• PASSAGE
■ ■ ■ ■ ■
# CUPS printing help please



## hawkcra7 (Mar 5, 2010)

Hi, I am new to FreeBSD and relatively new to *nix and need some help before I pull all my hair out.  I have followed a few howto and been at it for a few days with no luck.

Here is my problem:
I installed FreeBSD 8 base, Xorg, gnome2 and cups (fresh install).

After setting up my printer I did a print test and everything worked (printer shows up in system-config-printer as well).  My problem is this, the printer does not seem to show up in any application printer dialogs (File->Print) when I try and print.  The only printer that shows up is LPR (which I dont have the daemon running).

My Ubuntu box even picks up the printer from my FreeBSD CUPS (I shared it) in the application print dialog box.

I know for sure the driver is working because I can print to the cups server (FreeBSD box) from other machines, just cannot seem to print locally (except print test) because I have no printer to select.
■ ■ ■ ■ ■
• DESCRIPTION OF THE TASK
Answer these questions about the CUPS thread:
(a) Which FreeBSD version was installed?
(b) What is the only printer that appears in application print dialogs?
(c) Which other machine picks up the printer shared from the FreeBSD CUPS?
Rely only on the CUPS thread for the answers.

[Region labeling items]
■ ■ ■ ■ ■
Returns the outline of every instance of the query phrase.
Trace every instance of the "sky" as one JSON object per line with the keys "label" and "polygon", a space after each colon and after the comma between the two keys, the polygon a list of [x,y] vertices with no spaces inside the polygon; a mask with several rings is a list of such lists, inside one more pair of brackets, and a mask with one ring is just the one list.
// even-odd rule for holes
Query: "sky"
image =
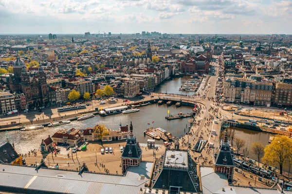
{"label": "sky", "polygon": [[292,0],[0,0],[0,34],[292,34]]}

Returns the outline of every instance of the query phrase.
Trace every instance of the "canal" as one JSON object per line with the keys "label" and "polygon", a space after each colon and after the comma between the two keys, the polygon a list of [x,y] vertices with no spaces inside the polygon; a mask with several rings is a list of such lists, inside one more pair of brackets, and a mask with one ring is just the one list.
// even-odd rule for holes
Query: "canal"
{"label": "canal", "polygon": [[[140,109],[140,111],[132,113],[121,113],[105,117],[97,115],[82,121],[73,121],[70,124],[56,127],[46,127],[43,129],[27,131],[9,131],[7,135],[10,142],[14,143],[18,153],[25,153],[32,149],[38,149],[42,139],[47,138],[49,135],[52,136],[60,129],[70,129],[74,128],[76,129],[84,129],[94,127],[98,123],[103,124],[112,130],[118,130],[120,122],[123,126],[125,126],[126,124],[129,125],[130,122],[132,121],[134,132],[139,142],[146,143],[147,140],[150,137],[144,136],[143,132],[147,127],[152,126],[152,123],[153,121],[153,127],[162,128],[172,134],[174,136],[180,137],[183,135],[185,133],[185,131],[187,131],[186,126],[187,125],[188,127],[190,125],[188,122],[189,118],[168,121],[165,119],[165,117],[168,110],[169,110],[171,114],[176,115],[180,112],[189,113],[191,111],[191,107],[181,106],[177,108],[174,105],[167,106],[164,105],[159,106],[157,104],[153,104],[138,108]],[[147,125],[148,123],[150,123],[150,125]],[[6,141],[5,135],[5,132],[0,133],[0,142]],[[156,141],[158,141],[157,140]],[[160,140],[156,143],[162,144],[163,142]]]}

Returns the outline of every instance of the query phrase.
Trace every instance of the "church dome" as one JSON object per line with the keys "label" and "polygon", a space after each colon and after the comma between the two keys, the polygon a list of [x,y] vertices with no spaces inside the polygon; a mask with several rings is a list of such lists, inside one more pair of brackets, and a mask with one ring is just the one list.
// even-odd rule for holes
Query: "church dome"
{"label": "church dome", "polygon": [[19,55],[17,55],[16,60],[14,62],[14,67],[22,67],[24,66],[24,63],[20,60]]}

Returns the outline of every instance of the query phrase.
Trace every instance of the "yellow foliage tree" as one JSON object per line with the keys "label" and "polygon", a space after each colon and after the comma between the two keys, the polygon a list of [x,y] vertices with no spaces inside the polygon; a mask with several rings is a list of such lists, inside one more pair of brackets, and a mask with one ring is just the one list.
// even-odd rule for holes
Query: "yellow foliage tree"
{"label": "yellow foliage tree", "polygon": [[13,67],[12,66],[9,66],[8,67],[7,70],[8,71],[8,73],[12,73],[13,72]]}
{"label": "yellow foliage tree", "polygon": [[109,131],[104,124],[97,124],[94,126],[94,133],[96,133],[97,138],[101,141],[102,144],[102,138],[109,135]]}
{"label": "yellow foliage tree", "polygon": [[7,71],[5,69],[0,68],[0,75],[2,74],[7,73]]}
{"label": "yellow foliage tree", "polygon": [[113,89],[110,86],[107,85],[104,88],[104,92],[107,96],[110,96],[113,94]]}
{"label": "yellow foliage tree", "polygon": [[152,61],[154,63],[157,63],[158,61],[159,61],[159,57],[156,55],[153,55]]}
{"label": "yellow foliage tree", "polygon": [[83,77],[85,74],[81,72],[80,70],[77,70],[76,71],[76,73],[75,73],[75,76],[79,75],[80,77]]}
{"label": "yellow foliage tree", "polygon": [[90,94],[89,92],[84,93],[84,94],[83,94],[83,98],[86,100],[90,99]]}
{"label": "yellow foliage tree", "polygon": [[68,99],[72,101],[75,101],[80,97],[80,93],[79,91],[73,89],[68,94]]}
{"label": "yellow foliage tree", "polygon": [[289,164],[289,158],[292,156],[292,140],[286,136],[276,135],[264,151],[262,161],[271,165],[278,164],[282,175],[283,167]]}
{"label": "yellow foliage tree", "polygon": [[96,92],[95,93],[96,96],[101,98],[104,95],[105,95],[105,92],[102,89],[98,89],[96,90]]}

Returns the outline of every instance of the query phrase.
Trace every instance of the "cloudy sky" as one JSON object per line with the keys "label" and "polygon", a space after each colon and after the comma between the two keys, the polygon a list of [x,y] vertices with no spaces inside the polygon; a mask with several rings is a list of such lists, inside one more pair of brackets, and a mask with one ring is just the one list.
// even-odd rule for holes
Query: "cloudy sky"
{"label": "cloudy sky", "polygon": [[292,34],[292,0],[0,0],[0,34]]}

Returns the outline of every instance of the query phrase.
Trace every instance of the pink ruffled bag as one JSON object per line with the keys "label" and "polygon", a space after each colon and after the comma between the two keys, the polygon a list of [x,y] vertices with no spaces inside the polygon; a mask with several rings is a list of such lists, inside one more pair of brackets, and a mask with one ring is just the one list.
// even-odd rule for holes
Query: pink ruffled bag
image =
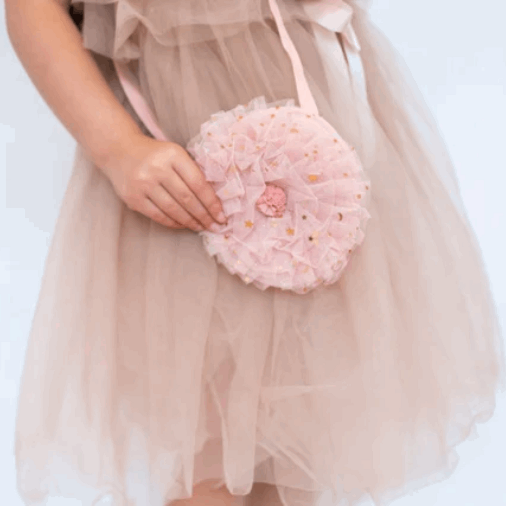
{"label": "pink ruffled bag", "polygon": [[[304,293],[337,281],[363,240],[370,183],[354,148],[319,115],[276,0],[269,1],[300,106],[259,97],[220,111],[186,149],[228,219],[219,233],[200,233],[209,255],[261,289]],[[155,138],[168,140],[126,67],[115,65],[139,117]]]}

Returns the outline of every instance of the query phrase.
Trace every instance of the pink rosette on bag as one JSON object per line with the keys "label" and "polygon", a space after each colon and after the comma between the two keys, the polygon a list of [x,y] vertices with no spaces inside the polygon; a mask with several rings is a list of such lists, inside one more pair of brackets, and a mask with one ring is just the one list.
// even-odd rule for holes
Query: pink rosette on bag
{"label": "pink rosette on bag", "polygon": [[258,97],[213,115],[187,146],[228,223],[207,252],[261,289],[336,281],[364,237],[370,182],[353,148],[292,100]]}
{"label": "pink rosette on bag", "polygon": [[[263,97],[221,111],[188,143],[221,199],[226,225],[201,232],[207,252],[246,283],[304,293],[337,281],[364,239],[370,182],[354,148],[318,113],[276,0],[269,0],[291,61],[300,105]],[[349,20],[342,3],[313,15]],[[114,65],[125,93],[153,137],[168,139],[126,66]]]}

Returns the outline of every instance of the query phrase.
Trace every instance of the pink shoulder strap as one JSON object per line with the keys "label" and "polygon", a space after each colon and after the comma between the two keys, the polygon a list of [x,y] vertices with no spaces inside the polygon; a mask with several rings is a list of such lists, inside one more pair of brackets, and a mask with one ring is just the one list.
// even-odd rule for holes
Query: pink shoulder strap
{"label": "pink shoulder strap", "polygon": [[[269,5],[279,32],[281,44],[291,62],[300,106],[308,114],[317,114],[318,108],[304,75],[302,62],[293,43],[286,31],[276,0],[269,0]],[[125,94],[146,128],[155,139],[160,141],[168,140],[158,126],[154,115],[142,96],[139,88],[134,84],[133,79],[130,78],[131,72],[126,64],[115,60],[114,61],[114,64]]]}

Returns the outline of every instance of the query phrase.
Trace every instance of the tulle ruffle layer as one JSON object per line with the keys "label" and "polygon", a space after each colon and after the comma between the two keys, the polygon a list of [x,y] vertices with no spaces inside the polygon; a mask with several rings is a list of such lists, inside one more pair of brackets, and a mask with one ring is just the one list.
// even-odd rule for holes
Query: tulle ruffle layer
{"label": "tulle ruffle layer", "polygon": [[[128,209],[78,149],[21,385],[27,504],[165,506],[213,479],[238,504],[265,503],[266,484],[273,504],[385,506],[449,476],[456,446],[492,415],[503,344],[454,171],[390,45],[365,11],[353,26],[366,93],[333,34],[287,23],[322,116],[374,189],[334,285],[245,285],[197,234]],[[181,46],[139,34],[143,92],[183,145],[216,111],[296,97],[268,24],[214,29]]]}

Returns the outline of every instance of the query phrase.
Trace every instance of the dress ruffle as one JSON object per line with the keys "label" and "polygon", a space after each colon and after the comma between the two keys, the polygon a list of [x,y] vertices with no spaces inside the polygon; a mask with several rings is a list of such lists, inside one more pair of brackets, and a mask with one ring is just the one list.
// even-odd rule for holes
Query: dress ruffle
{"label": "dress ruffle", "polygon": [[[72,0],[72,3],[83,3]],[[181,46],[231,36],[250,23],[273,19],[267,0],[90,0],[84,3],[85,47],[119,60],[139,57],[144,31],[162,45]],[[301,0],[280,3],[283,20],[311,22],[302,4]]]}
{"label": "dress ruffle", "polygon": [[[186,146],[217,111],[297,96],[265,3],[88,2],[85,40],[118,96],[107,58],[136,61],[164,132]],[[165,506],[207,479],[238,506],[265,503],[262,483],[274,506],[386,506],[449,476],[492,415],[503,342],[421,94],[362,4],[349,3],[363,83],[335,34],[279,3],[318,110],[371,181],[364,241],[331,286],[262,291],[197,234],[129,209],[78,148],[21,386],[28,506]]]}

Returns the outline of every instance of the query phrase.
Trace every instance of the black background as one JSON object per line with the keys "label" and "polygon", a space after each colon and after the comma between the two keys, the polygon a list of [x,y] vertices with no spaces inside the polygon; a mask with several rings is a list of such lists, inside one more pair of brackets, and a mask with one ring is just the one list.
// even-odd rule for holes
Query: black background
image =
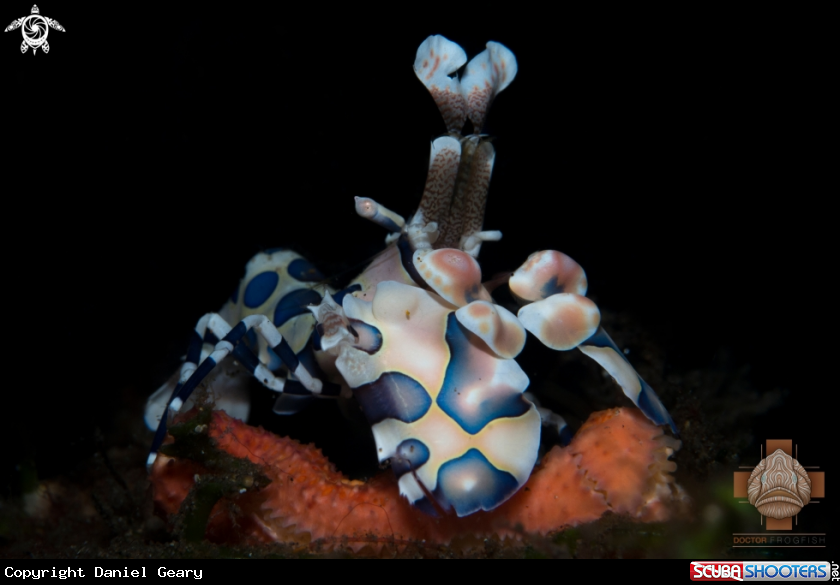
{"label": "black background", "polygon": [[443,34],[519,62],[486,127],[485,227],[504,239],[484,273],[563,250],[673,367],[725,351],[760,391],[787,389],[755,436],[826,465],[836,156],[809,17],[39,6],[67,29],[48,55],[0,35],[12,463],[33,454],[49,477],[87,456],[258,250],[335,274],[380,249],[352,198],[415,208],[444,127],[412,63]]}

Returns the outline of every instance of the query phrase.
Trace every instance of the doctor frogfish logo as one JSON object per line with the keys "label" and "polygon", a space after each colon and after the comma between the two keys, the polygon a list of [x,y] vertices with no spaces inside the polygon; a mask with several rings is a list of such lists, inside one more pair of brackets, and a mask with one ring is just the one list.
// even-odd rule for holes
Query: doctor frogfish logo
{"label": "doctor frogfish logo", "polygon": [[762,516],[784,520],[811,501],[811,478],[796,459],[776,449],[753,470],[747,494]]}
{"label": "doctor frogfish logo", "polygon": [[[835,565],[837,566],[837,565]],[[692,561],[692,581],[829,581],[824,561]]]}
{"label": "doctor frogfish logo", "polygon": [[32,14],[13,20],[12,24],[7,26],[3,32],[9,32],[18,28],[23,33],[20,52],[25,53],[31,47],[33,55],[38,49],[41,49],[45,53],[50,52],[50,44],[47,42],[47,35],[50,33],[50,28],[64,32],[64,27],[58,24],[57,20],[41,16],[41,11],[38,10],[37,4],[32,6]]}

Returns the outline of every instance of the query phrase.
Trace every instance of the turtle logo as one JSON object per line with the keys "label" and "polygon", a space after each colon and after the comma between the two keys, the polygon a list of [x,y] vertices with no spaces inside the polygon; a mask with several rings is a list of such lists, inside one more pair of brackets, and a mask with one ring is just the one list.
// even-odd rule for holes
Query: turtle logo
{"label": "turtle logo", "polygon": [[29,47],[32,47],[32,54],[34,55],[40,48],[45,53],[50,52],[50,44],[47,42],[47,35],[50,28],[64,32],[64,27],[58,24],[58,21],[46,16],[41,16],[38,5],[32,6],[32,14],[18,18],[12,21],[12,24],[6,27],[3,32],[9,32],[20,28],[23,33],[23,42],[20,44],[20,52],[25,53]]}

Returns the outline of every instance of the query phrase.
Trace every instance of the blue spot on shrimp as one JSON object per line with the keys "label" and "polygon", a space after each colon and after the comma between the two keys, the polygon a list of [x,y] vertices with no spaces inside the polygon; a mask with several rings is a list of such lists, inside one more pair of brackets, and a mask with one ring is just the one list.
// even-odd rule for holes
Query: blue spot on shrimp
{"label": "blue spot on shrimp", "polygon": [[[436,54],[450,60],[435,64]],[[463,66],[463,76],[453,76]],[[255,255],[231,298],[196,323],[177,375],[149,399],[149,468],[172,417],[202,383],[218,406],[247,418],[250,376],[276,394],[273,410],[282,415],[321,399],[354,401],[376,457],[419,510],[492,510],[528,480],[543,433],[568,436],[562,417],[525,395],[530,381],[516,357],[528,333],[557,351],[579,349],[651,421],[676,432],[601,326],[574,260],[553,250],[525,260],[507,282],[521,305],[516,313],[482,279],[480,251],[502,233],[483,225],[496,150],[480,132],[491,102],[517,74],[513,53],[488,42],[468,62],[458,45],[432,36],[414,70],[447,128],[431,144],[417,209],[404,218],[369,197],[348,201],[388,235],[384,250],[341,289],[291,249]],[[474,132],[465,135],[467,120]],[[232,367],[247,375],[229,375]]]}

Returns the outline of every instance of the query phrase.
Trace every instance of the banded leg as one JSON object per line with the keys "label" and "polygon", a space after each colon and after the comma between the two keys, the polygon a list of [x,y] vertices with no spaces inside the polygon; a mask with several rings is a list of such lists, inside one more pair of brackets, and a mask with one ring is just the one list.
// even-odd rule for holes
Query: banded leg
{"label": "banded leg", "polygon": [[583,296],[586,274],[577,262],[554,250],[536,252],[511,276],[509,284],[517,300],[528,303],[518,314],[525,329],[552,349],[580,349],[613,377],[645,416],[657,425],[669,425],[678,435],[656,392],[600,326],[598,307]]}
{"label": "banded leg", "polygon": [[[204,334],[207,329],[221,340],[216,344],[213,352],[206,359],[201,360],[201,346],[203,345]],[[160,424],[152,441],[152,448],[146,462],[147,467],[151,467],[154,464],[155,459],[157,459],[157,451],[166,438],[166,424],[170,412],[172,414],[177,413],[196,387],[216,367],[216,364],[224,360],[231,353],[234,353],[240,362],[251,371],[254,377],[265,386],[277,392],[283,391],[283,380],[274,376],[247,348],[242,346],[242,349],[235,349],[237,344],[239,344],[251,329],[256,330],[266,340],[269,347],[280,357],[289,371],[297,376],[301,384],[309,392],[312,394],[321,393],[321,381],[314,379],[300,363],[292,348],[289,347],[289,344],[283,339],[280,332],[268,317],[265,315],[250,315],[231,328],[217,313],[209,313],[202,317],[196,325],[194,336],[190,342],[187,361],[181,367],[180,381],[173,391],[169,404],[164,409]]]}

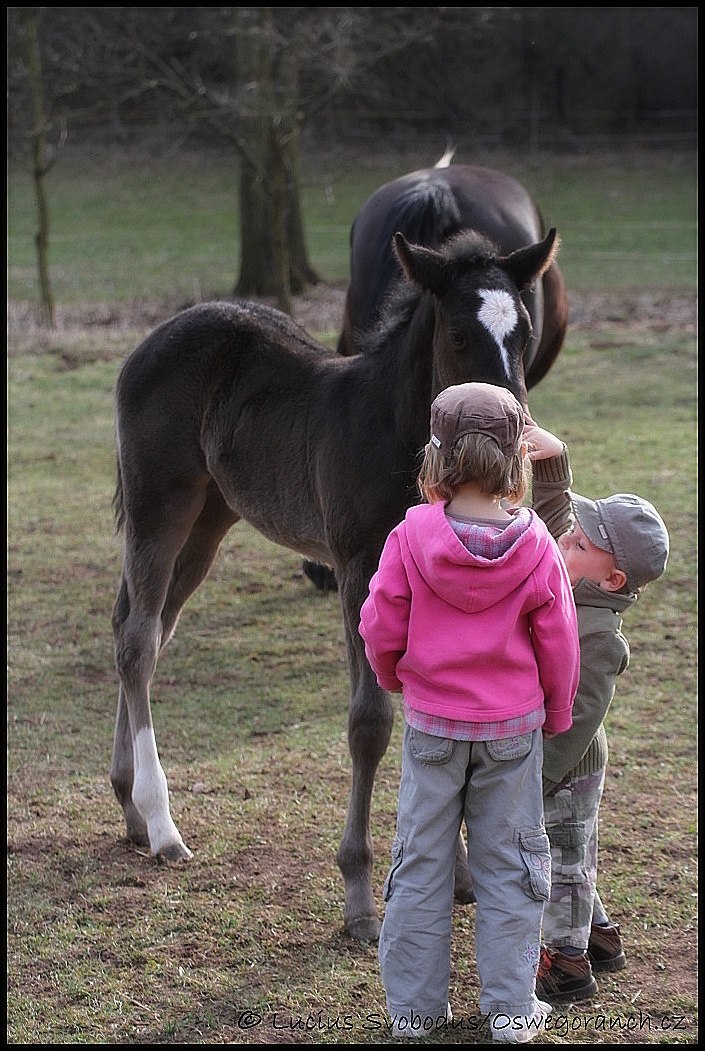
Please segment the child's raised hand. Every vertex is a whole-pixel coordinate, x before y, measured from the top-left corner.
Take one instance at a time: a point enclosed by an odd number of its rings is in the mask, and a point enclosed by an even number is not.
[[[561,439],[539,427],[527,412],[524,413],[523,440],[528,446],[530,460],[547,459],[548,456],[560,456],[563,452]]]

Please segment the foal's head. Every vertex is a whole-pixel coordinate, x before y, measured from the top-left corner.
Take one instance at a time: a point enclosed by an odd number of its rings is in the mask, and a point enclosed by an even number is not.
[[[555,230],[509,255],[475,231],[463,231],[439,249],[395,234],[394,250],[408,280],[434,296],[434,395],[474,380],[506,387],[526,405],[523,355],[532,323],[519,293],[541,277],[557,249]]]

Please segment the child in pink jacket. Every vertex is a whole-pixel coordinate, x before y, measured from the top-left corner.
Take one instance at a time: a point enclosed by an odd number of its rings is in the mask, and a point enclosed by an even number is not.
[[[389,535],[360,615],[368,660],[403,694],[397,828],[379,962],[397,1035],[452,1017],[451,916],[462,821],[477,911],[480,1010],[493,1039],[525,1043],[551,888],[542,734],[572,724],[576,610],[527,488],[524,412],[501,387],[461,384],[431,408],[427,502]],[[479,1034],[481,1035],[481,1034]]]

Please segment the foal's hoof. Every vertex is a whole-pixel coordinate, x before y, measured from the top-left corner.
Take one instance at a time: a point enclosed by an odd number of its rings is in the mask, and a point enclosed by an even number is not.
[[[379,916],[358,916],[346,922],[348,933],[355,942],[377,942],[379,940]]]
[[[189,861],[193,857],[193,852],[188,849],[183,841],[180,841],[179,843],[169,843],[167,846],[155,850],[154,857],[164,858],[165,861]]]

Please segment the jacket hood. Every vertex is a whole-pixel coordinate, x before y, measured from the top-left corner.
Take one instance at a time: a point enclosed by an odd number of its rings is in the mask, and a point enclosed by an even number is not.
[[[486,610],[515,592],[535,572],[552,540],[530,508],[512,514],[515,520],[497,534],[496,557],[483,557],[469,552],[455,534],[443,502],[410,508],[409,551],[428,588],[464,613]]]

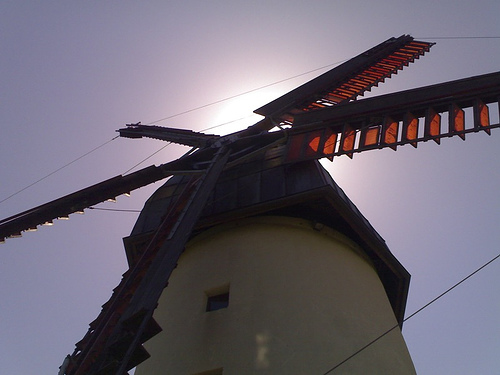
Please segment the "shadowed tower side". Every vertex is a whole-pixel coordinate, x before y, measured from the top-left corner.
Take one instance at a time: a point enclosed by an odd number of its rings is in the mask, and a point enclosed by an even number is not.
[[[323,374],[401,324],[409,274],[316,161],[227,170],[155,311],[144,374]],[[129,260],[174,200],[146,203]],[[400,329],[335,373],[414,374]]]

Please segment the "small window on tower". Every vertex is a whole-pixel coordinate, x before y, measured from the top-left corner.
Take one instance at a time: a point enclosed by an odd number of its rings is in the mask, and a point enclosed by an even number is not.
[[[206,311],[225,309],[229,305],[229,284],[206,292]]]

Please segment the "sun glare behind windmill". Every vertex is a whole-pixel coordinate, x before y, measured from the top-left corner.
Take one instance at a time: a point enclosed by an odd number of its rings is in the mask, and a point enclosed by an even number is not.
[[[262,116],[253,111],[275,99],[280,94],[273,90],[252,91],[224,102],[220,111],[214,116],[213,132],[226,135],[247,128],[262,120]]]

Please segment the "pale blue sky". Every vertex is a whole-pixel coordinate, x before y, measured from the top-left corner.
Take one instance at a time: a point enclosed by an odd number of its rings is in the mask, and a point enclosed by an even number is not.
[[[373,95],[500,70],[500,39],[433,39],[500,36],[499,13],[497,1],[4,0],[0,200],[125,123],[342,61],[391,36],[437,44]],[[319,73],[158,124],[201,130],[241,118]],[[1,203],[0,216],[124,173],[161,146],[116,139]],[[500,252],[499,149],[494,130],[325,163],[412,274],[407,315]],[[143,166],[180,152],[167,147]],[[154,188],[104,207],[140,209]],[[57,373],[125,271],[121,239],[136,217],[87,211],[0,245],[0,373]],[[498,373],[499,270],[494,263],[405,323],[419,374]]]

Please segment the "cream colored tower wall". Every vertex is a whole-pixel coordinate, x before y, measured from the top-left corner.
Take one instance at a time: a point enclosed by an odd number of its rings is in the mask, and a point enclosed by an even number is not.
[[[207,293],[229,286],[227,308]],[[283,217],[247,219],[191,241],[155,312],[163,332],[137,375],[321,375],[397,324],[352,241]],[[212,372],[208,372],[212,374]],[[214,372],[218,374],[220,372]],[[332,374],[414,374],[399,328]]]

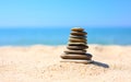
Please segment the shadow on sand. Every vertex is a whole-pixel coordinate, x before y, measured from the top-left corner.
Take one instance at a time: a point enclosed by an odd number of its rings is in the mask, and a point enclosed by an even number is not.
[[[98,61],[93,61],[92,63],[95,66],[98,66],[98,67],[109,68],[109,66],[107,63],[103,63],[103,62],[98,62]]]

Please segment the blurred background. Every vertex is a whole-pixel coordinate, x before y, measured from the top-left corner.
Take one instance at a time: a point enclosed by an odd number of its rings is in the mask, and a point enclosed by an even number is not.
[[[131,45],[131,0],[0,1],[0,46],[66,45],[72,27],[88,44]]]

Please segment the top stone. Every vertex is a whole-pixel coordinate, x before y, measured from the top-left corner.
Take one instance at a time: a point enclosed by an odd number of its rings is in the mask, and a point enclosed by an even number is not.
[[[81,28],[81,27],[73,27],[71,31],[75,31],[75,32],[83,32],[84,28]]]

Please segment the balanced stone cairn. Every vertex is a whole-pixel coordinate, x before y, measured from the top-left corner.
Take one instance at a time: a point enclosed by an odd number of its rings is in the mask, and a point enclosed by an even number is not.
[[[81,27],[74,27],[71,31],[67,50],[60,56],[61,62],[91,63],[92,55],[86,52],[87,33]]]

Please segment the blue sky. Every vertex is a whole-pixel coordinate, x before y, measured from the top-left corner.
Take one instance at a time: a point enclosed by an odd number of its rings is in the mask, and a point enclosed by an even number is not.
[[[131,26],[131,0],[0,0],[3,26]]]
■ ■ ■ ■ ■
• THE OUTPUT
(a) FreeBSD 8
(b) LPR
(c) The Ubuntu box